> **Selected extract**:
--- START ---

You flip off any extra lights in your house before going out, and several thousand miles away, a record-setting heat wave does not suffocate a city under a blanket of smoke and smog.
You start up your hybrid’s engine, and a series of floods, ranging from the worst in memory, to the worst in history, do not occur.
You dutifully toss your cans and bottles into the recycling bin, and around the globe, it suddenly isn’t the second-hottest year on record, after the hottest decade in recorded history.
Except that isn’t what happens, is it?
For all of your efforts, and the efforts every person who has ever attempted to “go green,” there is still global climate change. The earth is still warming at an alarming rate, and greenhouse gases are still being pumped into the atmosphere without a second thought. Disasters are still tearing at the seams of the planet, and we are still doing nothing.
Carbon dioxide (CO2) is considered to be the most prevalent greenhouse gas on the warming earth, and it has been thought that the highest “safe” level of this chemical is 350 parts per million (ppm). With that in mind, the current level is around 393 ppm, and the level hasn’t been 350 ppm since 1985, according to measurements taken by the National Oceanic and Atmospheric Administration.
The global carbon dioxide level has been in the “danger zone” for a quarter of a century.
The modern environmental movement has existed since the 1960s, but the campaign to “go green” didn’t ramp up until the 2000s. By that point, humanity had already hurtled 30-40 ppm over its limit. Meanwhile, as countless Americans “went green,” global carbon dioxide emissions marched ever upwards. If the growth rate of 2 ppm/year continues, the planet will reach 400 ppm by about 2014.
50 ppm may seem like an insignificant amount, but consider that, for the last 800 millennia, global levels of CO2 have ranged from about 200 to approximately 300 ppm, based on samples taken from ice cores, which are considered accurate records of the makeup of the atmosphere. At no time in the past 800,000 years have CO2 levels ever risen above 350; they never even came close.

--- END ---

> **Exercise goal**:
Using the piece on carbon dioxide levels above, what are the answers to these?
(a) What is given as the highest "safe" level of carbon dioxide?
(b) In which decade did the campaign to "go green" ramp up?
(c) What range did global CO2 levels cover over the last 800 millennia?

> **Data**:

--- START ---

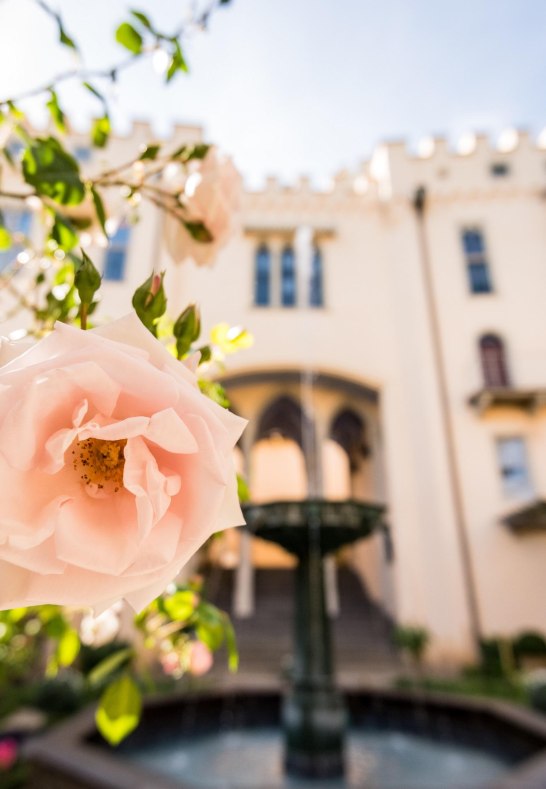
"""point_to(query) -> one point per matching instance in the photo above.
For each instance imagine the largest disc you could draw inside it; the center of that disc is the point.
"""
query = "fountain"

--- END ---

> **Expected answer**:
(a) 350 parts per million (ppm)
(b) The 2000s
(c) From about 200 to approximately 300 ppm